Aim of the task:
Please extract every line of the records below that contains the string "herb", copying each line in full. Matching is case-sensitive.
┌──
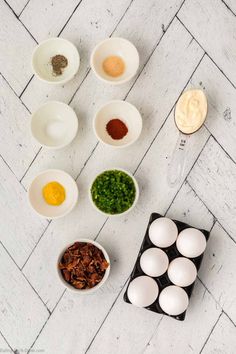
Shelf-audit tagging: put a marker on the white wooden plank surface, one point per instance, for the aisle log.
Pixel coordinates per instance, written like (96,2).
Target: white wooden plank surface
(22,312)
(161,94)
(85,35)
(187,337)
(103,323)
(20,226)
(223,338)
(52,16)
(213,178)
(4,346)
(15,54)
(218,270)
(221,117)
(16,144)
(160,108)
(17,5)
(231,5)
(211,22)
(121,235)
(116,331)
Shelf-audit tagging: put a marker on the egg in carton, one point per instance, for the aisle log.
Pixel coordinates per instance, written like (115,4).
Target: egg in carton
(166,267)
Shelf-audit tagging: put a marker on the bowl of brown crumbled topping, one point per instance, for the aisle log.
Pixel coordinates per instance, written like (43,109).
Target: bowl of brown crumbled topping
(55,61)
(83,266)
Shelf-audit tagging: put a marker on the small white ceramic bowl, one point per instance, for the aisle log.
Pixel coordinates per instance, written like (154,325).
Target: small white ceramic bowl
(54,125)
(43,53)
(118,47)
(136,194)
(124,111)
(96,287)
(37,201)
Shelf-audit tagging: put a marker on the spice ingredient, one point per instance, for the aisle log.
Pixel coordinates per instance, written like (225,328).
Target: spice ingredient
(116,129)
(114,66)
(59,62)
(54,193)
(113,192)
(83,265)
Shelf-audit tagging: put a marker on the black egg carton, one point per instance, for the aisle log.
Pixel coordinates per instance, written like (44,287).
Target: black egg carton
(163,280)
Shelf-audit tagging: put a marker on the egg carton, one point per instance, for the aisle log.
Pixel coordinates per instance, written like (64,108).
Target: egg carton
(163,280)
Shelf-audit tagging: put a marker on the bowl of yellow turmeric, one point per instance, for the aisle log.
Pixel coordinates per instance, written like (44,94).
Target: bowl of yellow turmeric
(53,193)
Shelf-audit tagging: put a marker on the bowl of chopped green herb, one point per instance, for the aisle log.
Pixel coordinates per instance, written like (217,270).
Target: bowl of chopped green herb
(114,192)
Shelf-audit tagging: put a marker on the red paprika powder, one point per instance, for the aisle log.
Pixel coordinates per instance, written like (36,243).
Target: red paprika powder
(116,129)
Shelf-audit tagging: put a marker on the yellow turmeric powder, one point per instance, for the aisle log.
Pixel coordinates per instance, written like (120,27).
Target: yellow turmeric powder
(54,193)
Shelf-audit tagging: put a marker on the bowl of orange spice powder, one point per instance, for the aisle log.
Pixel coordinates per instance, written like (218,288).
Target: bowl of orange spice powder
(53,193)
(115,60)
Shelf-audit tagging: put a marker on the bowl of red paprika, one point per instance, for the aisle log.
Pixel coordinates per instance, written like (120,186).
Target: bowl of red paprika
(118,124)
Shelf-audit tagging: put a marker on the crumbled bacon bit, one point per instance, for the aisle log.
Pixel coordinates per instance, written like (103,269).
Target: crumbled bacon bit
(83,265)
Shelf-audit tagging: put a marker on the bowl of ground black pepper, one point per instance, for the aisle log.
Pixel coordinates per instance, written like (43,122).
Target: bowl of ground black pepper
(117,124)
(55,61)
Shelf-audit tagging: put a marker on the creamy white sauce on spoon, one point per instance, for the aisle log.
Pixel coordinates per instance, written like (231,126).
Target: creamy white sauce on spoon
(191,111)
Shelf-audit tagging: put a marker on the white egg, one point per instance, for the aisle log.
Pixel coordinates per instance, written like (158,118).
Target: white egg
(173,300)
(191,243)
(154,262)
(182,271)
(142,291)
(163,232)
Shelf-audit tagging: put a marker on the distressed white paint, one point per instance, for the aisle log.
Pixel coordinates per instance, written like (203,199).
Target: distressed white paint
(20,226)
(213,25)
(218,270)
(104,157)
(77,320)
(16,144)
(84,31)
(222,339)
(4,346)
(155,105)
(122,236)
(122,329)
(17,5)
(52,16)
(188,208)
(189,336)
(231,4)
(16,48)
(213,179)
(22,312)
(221,117)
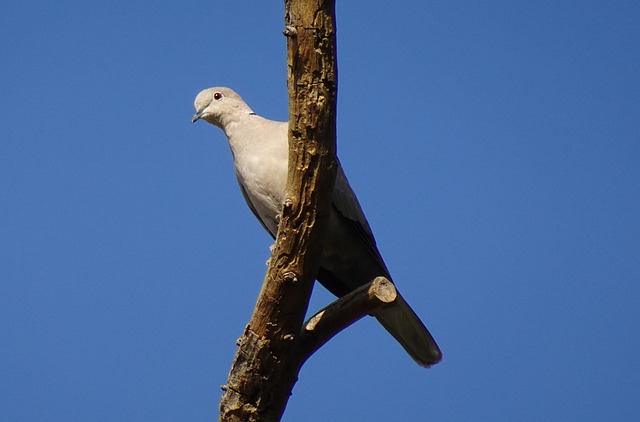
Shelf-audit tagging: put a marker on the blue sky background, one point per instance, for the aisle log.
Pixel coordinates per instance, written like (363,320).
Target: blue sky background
(495,147)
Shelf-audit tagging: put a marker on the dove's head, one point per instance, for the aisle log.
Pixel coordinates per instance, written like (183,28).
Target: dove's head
(219,106)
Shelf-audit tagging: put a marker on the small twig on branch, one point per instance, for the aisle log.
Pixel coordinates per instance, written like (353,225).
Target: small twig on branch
(340,314)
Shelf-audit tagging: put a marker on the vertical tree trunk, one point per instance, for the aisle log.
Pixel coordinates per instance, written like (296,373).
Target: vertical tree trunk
(268,360)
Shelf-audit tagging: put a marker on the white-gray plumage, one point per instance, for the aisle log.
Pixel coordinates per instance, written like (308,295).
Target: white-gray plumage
(350,257)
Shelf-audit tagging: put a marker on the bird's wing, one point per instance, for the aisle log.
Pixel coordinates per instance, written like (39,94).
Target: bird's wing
(253,210)
(346,203)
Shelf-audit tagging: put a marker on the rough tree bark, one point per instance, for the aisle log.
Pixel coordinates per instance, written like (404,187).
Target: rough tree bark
(276,343)
(268,361)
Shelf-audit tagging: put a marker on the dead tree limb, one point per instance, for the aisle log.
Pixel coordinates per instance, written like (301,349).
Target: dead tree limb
(268,360)
(334,318)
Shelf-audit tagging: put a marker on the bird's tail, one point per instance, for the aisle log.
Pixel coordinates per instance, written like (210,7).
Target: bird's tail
(402,323)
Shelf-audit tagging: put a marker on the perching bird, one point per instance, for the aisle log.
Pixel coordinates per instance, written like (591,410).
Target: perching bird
(350,257)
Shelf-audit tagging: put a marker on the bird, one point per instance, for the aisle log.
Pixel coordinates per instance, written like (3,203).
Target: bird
(350,257)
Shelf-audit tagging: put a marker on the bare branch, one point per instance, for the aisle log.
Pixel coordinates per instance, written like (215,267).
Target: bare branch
(340,314)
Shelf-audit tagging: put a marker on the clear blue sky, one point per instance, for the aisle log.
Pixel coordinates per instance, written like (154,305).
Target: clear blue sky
(495,147)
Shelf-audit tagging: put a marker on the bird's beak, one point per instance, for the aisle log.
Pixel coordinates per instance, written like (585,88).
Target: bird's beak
(197,116)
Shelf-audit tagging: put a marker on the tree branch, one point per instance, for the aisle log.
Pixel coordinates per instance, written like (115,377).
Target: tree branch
(267,362)
(340,314)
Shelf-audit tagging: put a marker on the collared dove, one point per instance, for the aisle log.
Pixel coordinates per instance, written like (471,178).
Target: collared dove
(350,257)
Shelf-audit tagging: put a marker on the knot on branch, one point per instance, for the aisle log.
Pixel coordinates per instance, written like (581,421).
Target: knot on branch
(290,31)
(290,277)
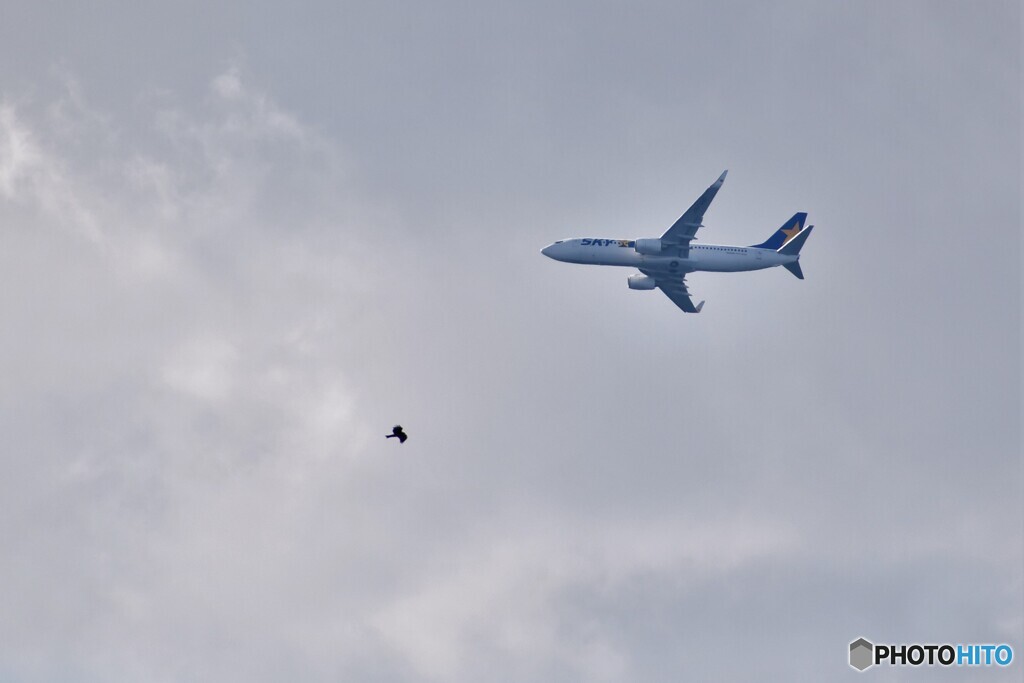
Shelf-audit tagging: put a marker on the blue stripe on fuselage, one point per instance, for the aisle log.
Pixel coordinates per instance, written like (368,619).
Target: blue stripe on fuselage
(598,242)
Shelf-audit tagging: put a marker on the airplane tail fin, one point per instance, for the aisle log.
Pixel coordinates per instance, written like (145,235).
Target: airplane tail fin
(792,248)
(784,233)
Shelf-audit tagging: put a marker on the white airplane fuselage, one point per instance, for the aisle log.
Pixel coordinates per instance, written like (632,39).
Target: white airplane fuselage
(710,258)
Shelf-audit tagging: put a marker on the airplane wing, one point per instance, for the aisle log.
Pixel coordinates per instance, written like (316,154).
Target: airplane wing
(683,229)
(674,286)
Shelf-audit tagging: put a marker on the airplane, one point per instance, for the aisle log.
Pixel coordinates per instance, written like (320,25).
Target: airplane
(664,262)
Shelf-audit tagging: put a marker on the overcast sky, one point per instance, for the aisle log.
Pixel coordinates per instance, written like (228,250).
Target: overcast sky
(238,245)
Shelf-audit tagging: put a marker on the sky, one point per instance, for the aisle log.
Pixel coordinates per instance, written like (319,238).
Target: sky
(239,243)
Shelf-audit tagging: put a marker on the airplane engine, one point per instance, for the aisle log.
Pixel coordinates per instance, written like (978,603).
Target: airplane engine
(649,247)
(641,283)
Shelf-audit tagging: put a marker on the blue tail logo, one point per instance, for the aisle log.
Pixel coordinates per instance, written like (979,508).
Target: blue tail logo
(790,229)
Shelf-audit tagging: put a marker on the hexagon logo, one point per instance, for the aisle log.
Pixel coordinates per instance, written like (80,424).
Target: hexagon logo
(861,654)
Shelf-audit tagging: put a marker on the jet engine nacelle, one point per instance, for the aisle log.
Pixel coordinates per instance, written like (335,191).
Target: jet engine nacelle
(649,247)
(642,282)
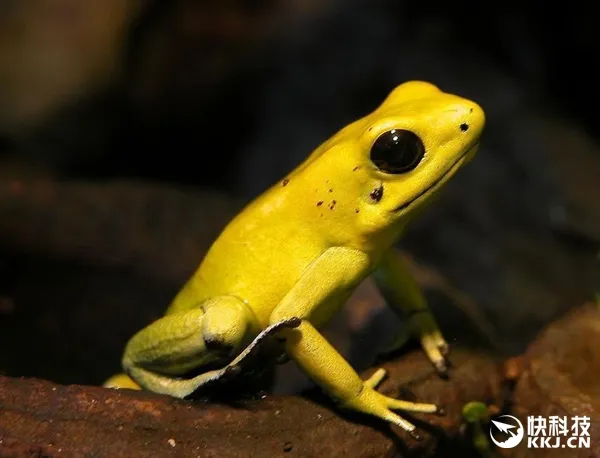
└──
Full response:
Shelf-audit tagging: put a marker on the bowl of chopped green herb, one point per instance, for the aisle log.
Target: bowl of chopped green herb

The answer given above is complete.